YOUR GOAL:
Can you reproduce the Mumbai passage below word for word, starting at "Welcome to Incredible" and continuing up to and including "gesticulating for money."?

Rajendra K. Aneja returns to India after 15 years and finds that despite the brilliant growth in GDP, the conditions of the poor have not improved significantly in Mumbai.

   
 
Welcome to Incredible India!" proclaimed a tattered banner at Mumbai airport. Patricia and I squeeze into a dilapidated taxi.
 
Three stray dogs chase our taxi. The rattling tin- pot taxi, grunts and groans raucously on compressed natural gas. A massive CNG cylinder monopolizes the boot of the car. So, two suitcases are rammed against us. " Never walk a street after dark. It is not only the goons you have to worry about. It is also stray dogs. They rule the streets at night," cautions our driver. Welcome.
 
As we leave the airport, we undergo continuous nerve- wracking jolts, due to the ragged roads. At traffic signals children encircle the taxi, seeking alms. This is Patricias first visit to India. She is petrified and rolls up the glass. The urchins knock wildly on the glass, gesticulating for money.
 
We see massive mounds of uncollected, scattered garbage, at street corners. The stench is obnoxious. " Where are the dust- bins?" asks Patricia. Everywhere there are crowds of people. Waiting to cross a road, buy milk, and board a bus.
 
With such massive throngs, there can be no disciplined queues.
The taxi crawls through Dharavi, Asias biggest slum, with a population of 2 Mn. It is grey and dilapidated. Broken roads, open potholes, traffic snarls delay our odyssey. Ramshackle houses are falling apart. Shops, homes overflow onto the streets. There are over 500 residents to a toilet in this slum. Many people relieve themselves on the streets.

GIVEN RECORDS:
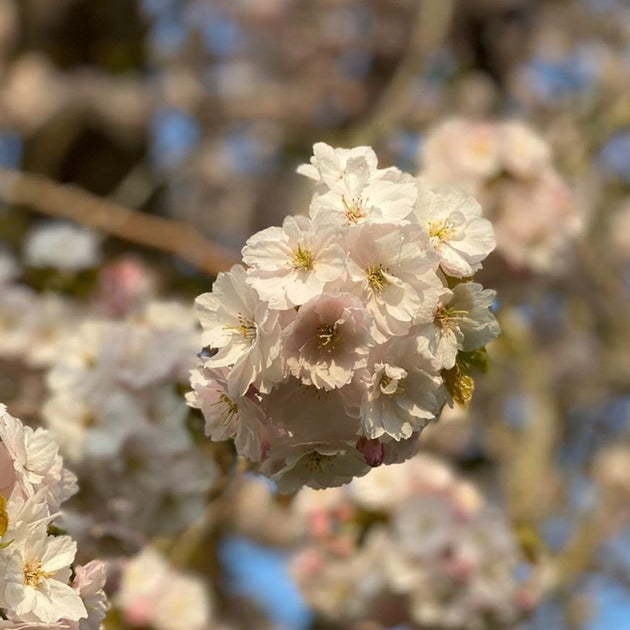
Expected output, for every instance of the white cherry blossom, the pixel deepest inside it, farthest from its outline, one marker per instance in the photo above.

==

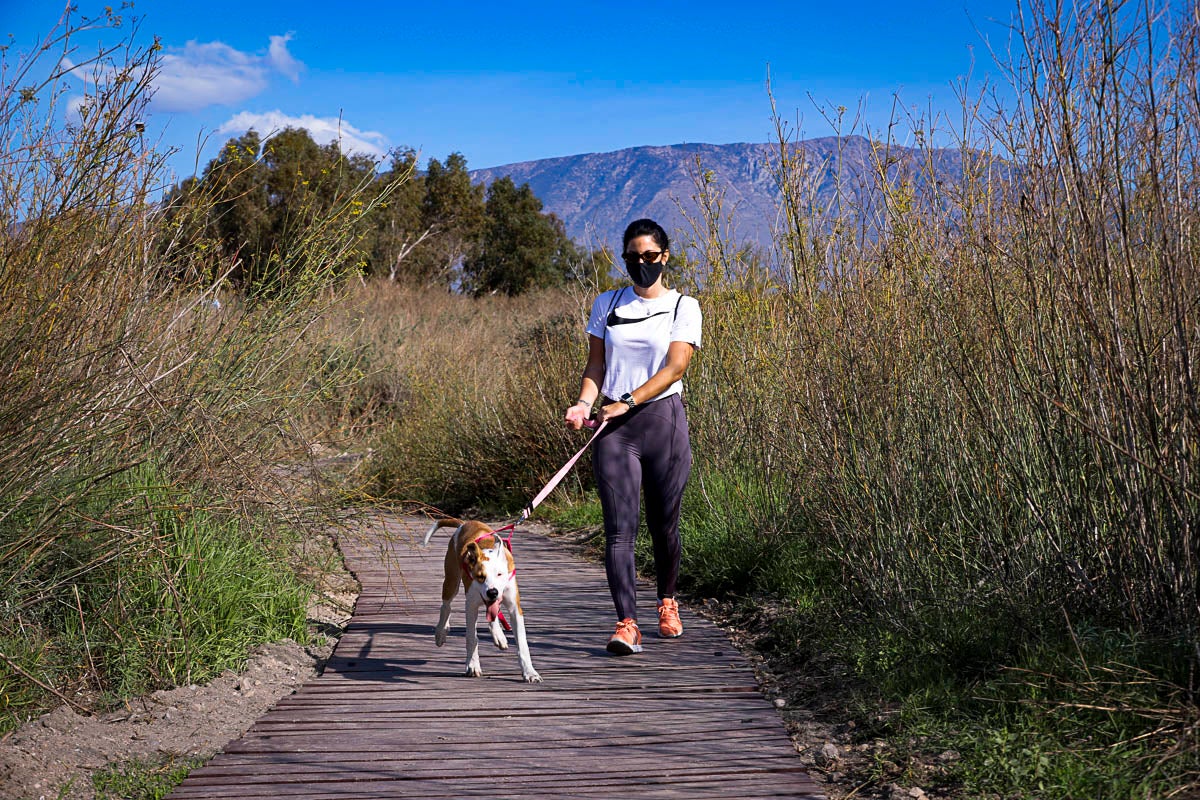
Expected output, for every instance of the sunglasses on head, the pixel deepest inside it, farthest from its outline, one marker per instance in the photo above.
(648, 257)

SOLUTION FOR THIS EXERCISE:
Welcome to Incredible India!" proclaimed a tattered banner at Mumbai airport. Patricia and I squeeze into a dilapidated taxi.
 
Three stray dogs chase our taxi. The rattling tin- pot taxi, grunts and groans raucously on compressed natural gas. A massive CNG cylinder monopolizes the boot of the car. So, two suitcases are rammed against us. " Never walk a street after dark. It is not only the goons you have to worry about. It is also stray dogs. They rule the streets at night," cautions our driver. Welcome.
 
As we leave the airport, we undergo continuous nerve- wracking jolts, due to the ragged roads. At traffic signals children encircle the taxi, seeking alms. This is Patricias first visit to India. She is petrified and rolls up the glass. The urchins knock wildly on the glass, gesticulating for money.